Consignes
(1) Dites si chacune des affirmations suivantes concorde avec l'extrait de décision sur la rétention administrative, en répondant par oui ou par non et en citant mot pour mot le passage qui tranche. (a) Le CESEDA prévoit que le curateur soit informé du placement en rétention administrative de son protégé. (b) L'autorité administrative a relancé la Tunisie le 3 janvier 2023. (c) La décision du juge des libertés et de la détention de Marseille du 7 décembre 2022 a été infirmée en appel.
(2) Rédigez la suite de l'extrait de décision sur la rétention administrative en partant de sa dernière phrase.

Extrait du texte
_____
Ainsi que le juge des libertés et de la détention de Montpellier l'a relevé, le CESEDA ne prévoit pas l'information du curateur du placement en rétention administrative de son protégé et qu'en tout état de cause en application de l'article L 743-11 du CESEDA: ' A peine d'irrecevabilité, prononcée d'office, aucune irrégularité antérieure à une audience à l'issue de laquelle le juge des libertés et de la détention a prolongé la mesure ne peut être soulevée lors d'une audience ultérieure.'
En conséquence l'appelant est irrecevable à prétendre à des irrégularités purgées par la décision du juge des libertés et de la détention de Marseille du 7 décembre 2022 confirmée en appel le 9 décembre 2022.
D'autre part, le juge des libertés et de la détention de Montpellier a fait une lecture exhaustive des éléments de la procédure et contrôlé la recevabilité, la régularité , le bienfondé de la requête préfectorale du 3 janvier 2023.
L'avocat de l'appelant soutient le défaut de diligences de l'autorité administrative.
Ainsi que l'appelant le mentionne, l'autorité administrative après avoir saisi la Tunisie d'une demande justifiée aux débats, de laissez passer consulaire le 5 décembre 2022 , l'a relancée le 3 janvier 2023, sans que la loi ne l'y oblige en raison du principe de souveraineté des Etats.
En conséquence, d'une part au visa de l'article L 743-11 du CESEDA et d'autre part selon le principe que l'autorité administrative française n'est pas comptable des décisions d'un pays étranger, il convient de rejeter ce moyen de nullité.
_____
Entrées du corpus
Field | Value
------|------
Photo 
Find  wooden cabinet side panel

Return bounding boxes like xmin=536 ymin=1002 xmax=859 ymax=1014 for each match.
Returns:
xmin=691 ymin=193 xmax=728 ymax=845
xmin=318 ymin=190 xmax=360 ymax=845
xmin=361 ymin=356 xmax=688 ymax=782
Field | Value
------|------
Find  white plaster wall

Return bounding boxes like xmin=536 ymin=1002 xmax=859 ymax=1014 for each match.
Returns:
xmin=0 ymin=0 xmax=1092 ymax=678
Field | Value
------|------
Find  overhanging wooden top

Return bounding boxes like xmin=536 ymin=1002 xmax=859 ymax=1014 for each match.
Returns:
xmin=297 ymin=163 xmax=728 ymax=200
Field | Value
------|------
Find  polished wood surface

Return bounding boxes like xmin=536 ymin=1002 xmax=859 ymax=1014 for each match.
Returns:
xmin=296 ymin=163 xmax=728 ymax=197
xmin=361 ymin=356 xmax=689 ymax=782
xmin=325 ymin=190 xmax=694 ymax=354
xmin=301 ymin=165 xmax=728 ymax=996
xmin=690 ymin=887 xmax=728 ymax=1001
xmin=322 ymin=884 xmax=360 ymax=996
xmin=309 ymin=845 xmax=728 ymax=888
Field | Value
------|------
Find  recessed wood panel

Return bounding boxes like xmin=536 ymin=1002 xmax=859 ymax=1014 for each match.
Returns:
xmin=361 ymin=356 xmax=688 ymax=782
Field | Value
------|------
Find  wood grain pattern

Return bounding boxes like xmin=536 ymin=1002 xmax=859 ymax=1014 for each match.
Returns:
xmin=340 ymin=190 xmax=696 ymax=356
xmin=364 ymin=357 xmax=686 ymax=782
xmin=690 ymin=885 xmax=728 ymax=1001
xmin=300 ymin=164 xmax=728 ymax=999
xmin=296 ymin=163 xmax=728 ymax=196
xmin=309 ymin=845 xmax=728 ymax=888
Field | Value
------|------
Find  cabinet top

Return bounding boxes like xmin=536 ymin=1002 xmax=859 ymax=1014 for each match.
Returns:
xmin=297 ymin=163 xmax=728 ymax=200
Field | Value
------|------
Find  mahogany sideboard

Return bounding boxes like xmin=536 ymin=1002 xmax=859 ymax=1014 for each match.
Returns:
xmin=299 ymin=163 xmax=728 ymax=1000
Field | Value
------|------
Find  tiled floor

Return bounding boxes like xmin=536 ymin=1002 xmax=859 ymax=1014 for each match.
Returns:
_____
Réponses de l'exercice
(1)
(a) Non : « le CESEDA ne prévoit pas l'information du curateur du placement en rétention administrative de son protégé »
(b) Oui : « l'a relancée le 3 janvier 2023 »
(c) Non : « confirmée en appel le 9 décembre 2022 »

(2)
SUR LE FOND
Selon l'article L742-4 du CESEDA': «'Le juge des libertés et de la détention peut, dans les mêmes conditions qu'à l'article L. 742-1, être à nouveau saisi aux fins de prolongation du maintien en rétention au-delà de trente jours, dans les cas suivants :
1° En cas d'urgence absolue ou de menace d'une particulière gravité pour l'ordre public ;
2° Lorsque l'impossibilité d'exécuter la décision d'éloignement résulte de la perte ou de la destruction des documents de voyage de l'intéressé, de la dissimulation par celui-ci de son identité ou de l'obstruction volontaire faite à son éloignement ;
3° Lorsque la décision d'éloignement n'a pu être exécutée en raison :
a) du défaut de délivrance des documents de voyage par le consulat dont relève l'intéressé ou lorsque la délivrance des documents de voyage est intervenue trop tardivement pour procéder à l'exécution de la décision d'éloignement ;
b) de l'absence de moyens de transport.
L'étranger peut être maintenu à disposition de la justice dans les conditions prévues à l'article L. 742-2.
Si le juge ordonne la prolongation de la rétention, celle-ci court à compter de l'expiration de la précédente période de rétention et pour une nouvelle période d'une durée maximale de trente jours. La durée maximale de la rétention n'excède alors pas soixante jours.'»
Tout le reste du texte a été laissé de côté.